* [SOURCE EXTRACT]
# Mini or Midi Carbide Cutter for Pens??



## alaskagypsy (Jan 31, 2009)

I am a disaster at sharpening anything. I can take a new knife, never used and sharpen it to a dull state. So here I am a new wood lathe and looking at the carbide cutters. I can’t see wasting my time sharpening so I think I will go with carbide even though I have a set of regular HSS. I am down to deciding if I should get a Mini or Midi sized cutter. I plan on doing mostly pens and small projects. Pen competition in my area (360 miles to the next biggest city), the guy does all wood pens so am thinking I will go acrylic when I get wood down right. The shorter Mini looks good, but thinking I would get a bit more range with the Midi and still be able to do the pens with no trouble. Or would I be better off with the shorter Mini?? Your thoughts?? Thank you in advance.


----------



## jeff.fredrick (May 20, 2010)

As far as I'm concerned you can use any size for pens. I use a 1 inch HSS roughing gouge for wood pens with very good results. Even with difficult grain and hard wood as long as you have a burr on the cutting edge you will get good results.

I have used a full sized carbide cutter on 5 acrylic pens with good results. I use the Robert Sorby range. You need to really rough up the brass with a file and use a foaming waterproof glue. Allow 24 hours to dry. Use a very light touch until the blank is round and then shape.

If the acrylic is see through I colour the brass black with a permanent whiteboard marker.

Good luck Jeff


----------



## harrysin (Jan 15, 2007)

I too use a roughing gouge, 1.25" for wood and Acrylic's, finishing with a skew chisel. I'm sure that when, like me you become proficient at pens, you will almost certainly want to try bowls and vases, so the bigger of the two chisels is my recommendation. These days I finish all my wood pens with CA glue and this video shows me being taught how to.

https://www.youtube.com/watch?v=yEaTjqMlTHc


----------



## Roy Drake (Feb 10, 2014)

Ron: I use HSS tools, but I also have a Tormek sharpener. It's pricey, and the learning curve is high. If you are certain that you won't work on big stuff, small is fine. I even have a Nano cutting set. I tend to use the bigger tools; but, you can use any size in most circumstances. Carbide tipped tools are nice, but I have invested about all I want to right now. Good luck.

Roy.


----------



## Cherryville Chuck (Sep 28, 2010)

Ron what are using to sharpen with?


----------



## alaskagypsy (Jan 31, 2009)

* [ENTRIES SHOWN]

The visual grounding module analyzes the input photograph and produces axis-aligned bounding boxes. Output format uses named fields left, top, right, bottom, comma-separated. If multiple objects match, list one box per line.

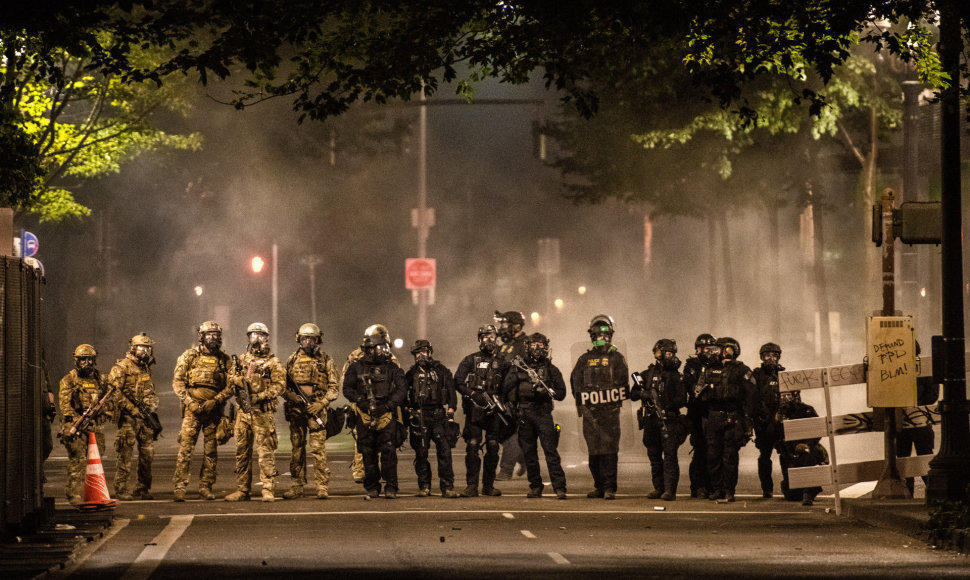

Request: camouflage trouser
left=114, top=417, right=155, bottom=495
left=234, top=410, right=279, bottom=494
left=172, top=411, right=221, bottom=489
left=64, top=427, right=104, bottom=500
left=290, top=415, right=330, bottom=490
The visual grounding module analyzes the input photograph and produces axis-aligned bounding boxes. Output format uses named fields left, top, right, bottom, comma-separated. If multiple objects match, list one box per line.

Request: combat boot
left=283, top=485, right=303, bottom=499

* [GIVEN PROBLEM]
Retype the part of the pen-turning thread that starts at "As far as I'm" and ends at "and then shape.". Work only from the pen-turning thread and ignore the data.

* [RESPONSE BELOW]
As far as I'm concerned you can use any size for pens. I use a 1 inch HSS roughing gouge for wood pens with very good results. Even with difficult grain and hard wood as long as you have a burr on the cutting edge you will get good results.

I have used a full sized carbide cutter on 5 acrylic pens with good results. I use the Robert Sorby range. You need to really rough up the brass with a file and use a foaming waterproof glue. Allow 24 hours to dry. Use a very light touch until the blank is round and then shape.